_Problem set_.
- A) Print the passage of the film review that begins with the words containing "Kitamura was a" and ends with "return to Japan.".
- B) Output the records from their first line through the line containing "39L183 39L183 50L185", with both of those lines included. Leave out the pictures.

_Selection_.
Landing exclusively on VOD platform Shudder, Ryûhei Kitamura’s latest offering Downrange taps into the taut, claustrophobic style of classics like the original Assault on Precinct 13 and The Hitcher with Rutger Hauer.
Kitamura was a high school drop out in his native Osaka, Japan, who subsequently relocated to Australia, where he studied at a visual arts school, making short films and graduating to features upon his return to Japan.
Kitamura made his American debut in 2008 with the horror-fest fave Midnight Meat Train, based on Clive Barker’s 1984 short story. He certainly is in a similar blood-soaked mode here.
Like the recent blockbuster A Quiet Place, the premise is kept simple to keep the audience on their feet. The reaction so far has been mixed amongst online and press reviewers, but this writer personally feels it gives what it sets out to do.

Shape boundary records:
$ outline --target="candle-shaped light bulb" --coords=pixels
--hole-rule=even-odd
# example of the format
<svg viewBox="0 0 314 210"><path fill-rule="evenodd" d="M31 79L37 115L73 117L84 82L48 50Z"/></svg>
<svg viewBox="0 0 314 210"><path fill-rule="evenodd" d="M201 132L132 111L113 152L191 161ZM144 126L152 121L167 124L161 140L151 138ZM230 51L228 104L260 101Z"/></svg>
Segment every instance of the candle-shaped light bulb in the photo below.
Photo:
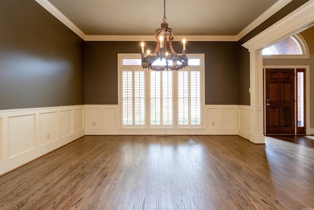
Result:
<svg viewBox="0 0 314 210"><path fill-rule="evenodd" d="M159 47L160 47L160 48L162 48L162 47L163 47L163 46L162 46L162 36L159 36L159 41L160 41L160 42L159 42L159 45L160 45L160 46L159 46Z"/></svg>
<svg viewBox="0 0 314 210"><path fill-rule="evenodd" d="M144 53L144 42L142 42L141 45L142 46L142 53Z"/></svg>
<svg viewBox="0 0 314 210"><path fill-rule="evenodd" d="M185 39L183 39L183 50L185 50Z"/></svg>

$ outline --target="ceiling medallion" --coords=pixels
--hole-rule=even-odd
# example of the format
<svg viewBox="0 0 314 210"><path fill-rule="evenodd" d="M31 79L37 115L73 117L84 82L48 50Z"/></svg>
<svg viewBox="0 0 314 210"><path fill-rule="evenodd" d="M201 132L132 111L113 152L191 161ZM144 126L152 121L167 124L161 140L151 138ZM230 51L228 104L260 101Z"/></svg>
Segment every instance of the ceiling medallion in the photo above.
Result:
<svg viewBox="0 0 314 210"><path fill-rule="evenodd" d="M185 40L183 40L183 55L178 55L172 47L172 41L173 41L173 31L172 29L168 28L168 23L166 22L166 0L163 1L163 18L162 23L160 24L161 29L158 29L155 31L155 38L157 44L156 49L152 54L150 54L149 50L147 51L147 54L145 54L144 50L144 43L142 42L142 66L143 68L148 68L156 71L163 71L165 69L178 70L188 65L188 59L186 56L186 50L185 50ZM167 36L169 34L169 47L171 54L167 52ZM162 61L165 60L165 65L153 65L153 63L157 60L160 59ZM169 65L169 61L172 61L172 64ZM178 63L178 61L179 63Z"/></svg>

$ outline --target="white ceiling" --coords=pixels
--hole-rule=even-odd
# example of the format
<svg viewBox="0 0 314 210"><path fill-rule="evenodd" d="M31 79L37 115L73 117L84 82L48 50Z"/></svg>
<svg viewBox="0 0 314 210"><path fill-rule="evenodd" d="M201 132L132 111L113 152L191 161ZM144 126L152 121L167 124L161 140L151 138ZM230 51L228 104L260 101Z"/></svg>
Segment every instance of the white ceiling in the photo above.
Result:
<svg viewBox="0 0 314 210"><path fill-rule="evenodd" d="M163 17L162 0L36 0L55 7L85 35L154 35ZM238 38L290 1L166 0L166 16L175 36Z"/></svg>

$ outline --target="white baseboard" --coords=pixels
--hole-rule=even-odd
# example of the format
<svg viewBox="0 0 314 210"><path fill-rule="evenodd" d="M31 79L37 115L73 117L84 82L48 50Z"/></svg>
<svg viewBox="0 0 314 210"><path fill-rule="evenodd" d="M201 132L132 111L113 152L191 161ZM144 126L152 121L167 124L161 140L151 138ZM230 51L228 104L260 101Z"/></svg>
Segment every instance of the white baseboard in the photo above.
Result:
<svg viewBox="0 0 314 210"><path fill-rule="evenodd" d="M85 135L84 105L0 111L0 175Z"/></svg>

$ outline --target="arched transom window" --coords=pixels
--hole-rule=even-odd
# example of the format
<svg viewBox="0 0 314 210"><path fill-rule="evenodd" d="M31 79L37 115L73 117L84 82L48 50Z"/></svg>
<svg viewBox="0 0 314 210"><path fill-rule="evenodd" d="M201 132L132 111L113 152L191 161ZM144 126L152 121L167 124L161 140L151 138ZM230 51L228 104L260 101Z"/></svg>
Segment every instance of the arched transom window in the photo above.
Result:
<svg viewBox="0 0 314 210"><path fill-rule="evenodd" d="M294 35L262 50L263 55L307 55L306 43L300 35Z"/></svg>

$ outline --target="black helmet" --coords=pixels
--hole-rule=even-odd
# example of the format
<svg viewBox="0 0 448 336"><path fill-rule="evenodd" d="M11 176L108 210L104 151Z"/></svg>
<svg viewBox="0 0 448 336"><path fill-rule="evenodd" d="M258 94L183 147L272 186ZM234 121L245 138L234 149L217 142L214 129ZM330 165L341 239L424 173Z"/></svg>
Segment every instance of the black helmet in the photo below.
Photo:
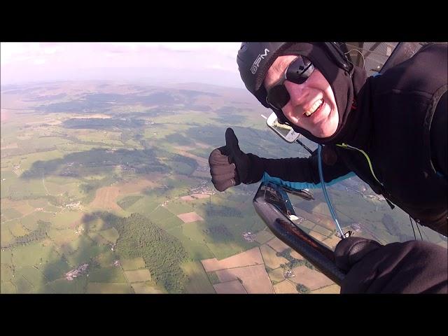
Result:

_Worked solutions_.
- A)
Kitamura was a high school drop out in his native Osaka, Japan, who subsequently relocated to Australia, where he studied at a visual arts school, making short films and graduating to features upon his return to Japan.

- B)
$ outline --target="candle-shaped light bulb" --coords=pixels
--hole-rule=even-odd
# example of the format
<svg viewBox="0 0 314 210"><path fill-rule="evenodd" d="M31 79L37 115L73 117L84 82L48 50Z"/></svg>
<svg viewBox="0 0 314 210"><path fill-rule="evenodd" d="M201 132L132 111L113 152L191 161ZM144 126L152 121L167 124L161 140L151 138ZM230 51L228 104L260 101Z"/></svg>
Segment every instance of the candle-shaped light bulb in the photo below.
Photo:
Result:
<svg viewBox="0 0 314 210"><path fill-rule="evenodd" d="M159 47L160 47L160 48L162 48L162 47L163 47L163 46L162 46L162 36L159 36L159 41L160 41L160 42L159 42L159 45L160 45L160 46L159 46Z"/></svg>
<svg viewBox="0 0 314 210"><path fill-rule="evenodd" d="M144 53L144 42L142 42L141 45L142 46L142 53Z"/></svg>
<svg viewBox="0 0 314 210"><path fill-rule="evenodd" d="M185 39L183 39L183 50L185 50Z"/></svg>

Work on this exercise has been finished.